— begin —

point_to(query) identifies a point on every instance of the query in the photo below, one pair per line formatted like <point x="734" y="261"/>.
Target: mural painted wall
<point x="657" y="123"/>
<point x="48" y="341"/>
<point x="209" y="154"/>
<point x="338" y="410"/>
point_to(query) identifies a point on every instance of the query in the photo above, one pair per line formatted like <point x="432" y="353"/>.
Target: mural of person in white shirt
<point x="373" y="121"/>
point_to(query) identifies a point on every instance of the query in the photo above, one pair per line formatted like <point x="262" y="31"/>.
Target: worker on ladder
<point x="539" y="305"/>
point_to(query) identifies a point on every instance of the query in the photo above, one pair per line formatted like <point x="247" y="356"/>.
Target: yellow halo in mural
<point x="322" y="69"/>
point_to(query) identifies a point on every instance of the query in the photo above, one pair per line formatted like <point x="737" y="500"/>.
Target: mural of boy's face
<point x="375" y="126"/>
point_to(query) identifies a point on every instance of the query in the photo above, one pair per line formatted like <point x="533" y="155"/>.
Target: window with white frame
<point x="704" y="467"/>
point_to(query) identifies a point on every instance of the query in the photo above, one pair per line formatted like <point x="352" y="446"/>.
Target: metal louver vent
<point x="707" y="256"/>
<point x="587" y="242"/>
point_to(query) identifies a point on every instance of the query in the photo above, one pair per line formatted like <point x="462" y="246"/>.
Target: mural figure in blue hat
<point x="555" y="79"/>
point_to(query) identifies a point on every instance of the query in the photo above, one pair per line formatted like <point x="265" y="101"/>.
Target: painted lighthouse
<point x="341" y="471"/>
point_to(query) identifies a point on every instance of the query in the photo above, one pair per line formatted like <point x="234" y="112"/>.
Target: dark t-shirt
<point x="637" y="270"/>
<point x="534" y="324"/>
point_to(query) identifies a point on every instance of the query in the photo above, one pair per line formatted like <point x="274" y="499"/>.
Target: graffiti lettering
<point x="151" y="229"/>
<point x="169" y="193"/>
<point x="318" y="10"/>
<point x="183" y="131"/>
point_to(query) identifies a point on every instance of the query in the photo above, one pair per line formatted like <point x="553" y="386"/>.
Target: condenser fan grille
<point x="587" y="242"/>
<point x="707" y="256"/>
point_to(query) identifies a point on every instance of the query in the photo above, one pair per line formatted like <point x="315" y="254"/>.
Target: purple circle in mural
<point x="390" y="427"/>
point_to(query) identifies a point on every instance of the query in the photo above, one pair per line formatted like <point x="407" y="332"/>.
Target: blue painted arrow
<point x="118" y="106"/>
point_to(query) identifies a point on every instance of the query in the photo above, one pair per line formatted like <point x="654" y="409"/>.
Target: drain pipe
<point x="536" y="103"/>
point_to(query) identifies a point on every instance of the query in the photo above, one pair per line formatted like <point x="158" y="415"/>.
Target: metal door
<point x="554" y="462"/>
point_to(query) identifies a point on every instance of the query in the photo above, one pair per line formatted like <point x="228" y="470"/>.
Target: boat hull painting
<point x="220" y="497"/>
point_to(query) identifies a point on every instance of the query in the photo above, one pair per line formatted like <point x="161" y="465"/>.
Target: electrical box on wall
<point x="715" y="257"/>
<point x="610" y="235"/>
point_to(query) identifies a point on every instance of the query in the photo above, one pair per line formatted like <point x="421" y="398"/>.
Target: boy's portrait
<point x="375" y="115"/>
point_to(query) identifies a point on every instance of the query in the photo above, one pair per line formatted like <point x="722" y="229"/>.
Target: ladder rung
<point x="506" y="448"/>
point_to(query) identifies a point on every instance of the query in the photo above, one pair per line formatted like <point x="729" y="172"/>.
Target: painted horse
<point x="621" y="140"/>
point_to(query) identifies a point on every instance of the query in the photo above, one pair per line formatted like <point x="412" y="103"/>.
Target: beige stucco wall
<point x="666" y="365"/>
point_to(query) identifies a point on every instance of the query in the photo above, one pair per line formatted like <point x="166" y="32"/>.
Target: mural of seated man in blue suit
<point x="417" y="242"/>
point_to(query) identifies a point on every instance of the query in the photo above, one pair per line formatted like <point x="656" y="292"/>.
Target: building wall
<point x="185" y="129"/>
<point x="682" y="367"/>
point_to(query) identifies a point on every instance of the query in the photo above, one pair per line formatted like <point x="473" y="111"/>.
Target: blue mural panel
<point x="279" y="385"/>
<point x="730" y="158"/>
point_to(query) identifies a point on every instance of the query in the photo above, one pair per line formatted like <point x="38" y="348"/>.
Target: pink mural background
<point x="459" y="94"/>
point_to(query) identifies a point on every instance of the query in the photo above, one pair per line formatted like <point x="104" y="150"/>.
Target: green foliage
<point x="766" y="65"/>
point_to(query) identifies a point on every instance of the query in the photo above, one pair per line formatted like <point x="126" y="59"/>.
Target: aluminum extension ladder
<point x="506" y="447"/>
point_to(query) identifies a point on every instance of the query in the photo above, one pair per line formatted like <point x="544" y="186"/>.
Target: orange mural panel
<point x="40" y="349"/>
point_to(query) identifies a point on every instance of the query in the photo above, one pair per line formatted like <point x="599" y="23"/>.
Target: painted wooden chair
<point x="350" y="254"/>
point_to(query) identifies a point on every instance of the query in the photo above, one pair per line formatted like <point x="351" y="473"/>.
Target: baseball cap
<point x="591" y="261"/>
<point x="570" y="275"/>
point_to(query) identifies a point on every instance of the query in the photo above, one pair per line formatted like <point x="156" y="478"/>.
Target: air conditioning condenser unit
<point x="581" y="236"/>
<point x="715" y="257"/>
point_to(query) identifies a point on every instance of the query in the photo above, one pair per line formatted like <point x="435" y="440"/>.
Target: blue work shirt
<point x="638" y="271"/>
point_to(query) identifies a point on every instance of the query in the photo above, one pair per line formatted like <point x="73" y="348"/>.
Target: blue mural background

— end —

WHAT YOU SHOULD DO. All of the material must be reproduced exactly.

SOLUTION TO THE EXERCISE.
point_to(query) identifies a point on every instance of the query in the photo below, one pair per line formatted like <point x="734" y="261"/>.
Target: mural painted wall
<point x="657" y="123"/>
<point x="48" y="341"/>
<point x="209" y="154"/>
<point x="338" y="410"/>
point_to(query) identifies a point on every instance of the query in the photo above, one pair per line formatted like <point x="432" y="353"/>.
Target: mural of person in white shirt
<point x="373" y="121"/>
point_to(query) identifies a point on every instance of the query in the photo above, one pair per line formatted like <point x="262" y="31"/>.
Target: worker on ladder
<point x="539" y="305"/>
point_to(query) identifies a point on every instance of the query in the photo above, one pair per line formatted like <point x="247" y="356"/>.
Target: yellow halo in mural
<point x="322" y="69"/>
point_to(query) identifies a point on every instance of the query in the photo above, one pair per line formatted like <point x="737" y="500"/>.
Target: mural of boy's face
<point x="375" y="126"/>
point_to(query) identifies a point on every instance of the query in the photo above, one pair per line formatted like <point x="533" y="155"/>.
Target: window with white frame
<point x="704" y="467"/>
point_to(query) identifies a point on every instance of the query in the photo above, one pair per line formatted like <point x="352" y="446"/>.
Target: metal louver vent
<point x="707" y="256"/>
<point x="587" y="242"/>
point_to(query) identifies a point on every instance of the query in the photo above, one pair per line formatted like <point x="462" y="246"/>.
Target: mural figure in blue hat
<point x="555" y="79"/>
point_to(query) identifies a point on every instance of the query in the photo above, one pair per line formatted like <point x="265" y="101"/>.
Target: painted lighthouse
<point x="341" y="471"/>
point_to(query) identifies a point on every instance of the query in the photo above, one pair per line formatted like <point x="234" y="112"/>.
Target: dark t-shirt
<point x="637" y="270"/>
<point x="534" y="324"/>
point_to(query) identifies a point on every instance of the query in the photo above, one pair per line formatted like <point x="274" y="499"/>.
Target: graffiti lettering
<point x="151" y="229"/>
<point x="169" y="193"/>
<point x="318" y="10"/>
<point x="183" y="131"/>
point_to(query) identifies a point on every instance of the query in the photo above, one pair per line formatted like <point x="553" y="386"/>.
Target: condenser fan grille
<point x="587" y="242"/>
<point x="707" y="256"/>
point_to(query) identifies a point on every instance of the query in the photo above, one pair per line formatted like <point x="315" y="254"/>.
Target: purple circle in mural
<point x="390" y="427"/>
point_to(query) identifies a point on every instance of the query in the photo above, one pair per line formatted like <point x="407" y="332"/>.
Target: blue painted arrow
<point x="118" y="106"/>
point_to(query) identifies a point on every instance of the query in the photo above, one pair per line formatted like <point x="654" y="409"/>.
Target: drain pipe
<point x="536" y="103"/>
point_to(query) identifies a point on every instance of the query in the photo above, one pair per line formatted like <point x="158" y="415"/>.
Target: metal door
<point x="554" y="462"/>
point_to(query) identifies a point on every instance of the query in the photo above, one pair per line formatted like <point x="228" y="470"/>.
Target: boat hull painting
<point x="220" y="497"/>
point_to(query) identifies a point on every instance of the query in the photo above, one pair per line formatted like <point x="161" y="465"/>.
Target: electrical box on wall
<point x="715" y="257"/>
<point x="610" y="235"/>
point_to(query) identifies a point on every instance of the query in the photo above, one pair per line formatted like <point x="421" y="398"/>.
Target: boy's portrait
<point x="375" y="115"/>
point_to(query) identifies a point on every instance of the query in the photo above, one pair per line formatted like <point x="722" y="229"/>.
Target: ladder rung
<point x="506" y="448"/>
point_to(query) identifies a point on every instance of the query in the photo above, one pair per line formatted like <point x="729" y="172"/>.
Target: painted horse
<point x="621" y="140"/>
point_to(query) identifies a point on every instance of the query in the photo above, one pair per line formatted like <point x="412" y="103"/>.
Target: beige stucco wall
<point x="666" y="365"/>
point_to(query) identifies a point on every instance of the query in the photo above, one pair per line formatted like <point x="166" y="32"/>.
Target: mural of seated man in blue suit
<point x="417" y="242"/>
point_to(query) identifies a point on every instance of the query in the photo above, one pair per line formatted like <point x="656" y="292"/>.
Target: building wall
<point x="185" y="129"/>
<point x="682" y="367"/>
point_to(query) identifies a point on every instance of the query in the photo above, one pair per line formatted like <point x="473" y="111"/>.
Target: blue mural panel
<point x="279" y="385"/>
<point x="730" y="158"/>
point_to(query) identifies a point on every instance of the query in the photo above, one pair per line formatted like <point x="38" y="348"/>.
Target: pink mural background
<point x="459" y="94"/>
point_to(query) identifies a point on every instance of the query in the photo above, one pair per line formatted like <point x="104" y="150"/>.
Target: green foliage
<point x="766" y="65"/>
point_to(query) identifies a point on every instance of the query in the photo above, one pair per line formatted like <point x="126" y="59"/>.
Target: aluminum extension ladder
<point x="506" y="447"/>
point_to(query) identifies a point on every instance of the query in the photo above, one pair per line formatted like <point x="544" y="186"/>.
Target: orange mural panel
<point x="40" y="349"/>
point_to(query) identifies a point on every instance of the query in the photo above, one pair per line formatted like <point x="599" y="23"/>.
Target: painted wooden chair
<point x="350" y="254"/>
point_to(query) identifies a point on every instance of the query in the photo above, one pair per line formatted like <point x="351" y="473"/>.
Target: baseball cap
<point x="591" y="261"/>
<point x="570" y="275"/>
point_to(query) identifies a point on every instance of the query in the photo above, one pair per line formatted like <point x="156" y="478"/>.
Target: air conditioning condenser unit
<point x="581" y="236"/>
<point x="715" y="257"/>
point_to(query) identifies a point on every instance of the query in the photo above, one pair per line formatted like <point x="435" y="440"/>.
Target: blue work shirt
<point x="638" y="271"/>
point_to(query) identifies a point on every instance of the query in the photo above, one pair per line formatted like <point x="73" y="348"/>.
Target: blue mural background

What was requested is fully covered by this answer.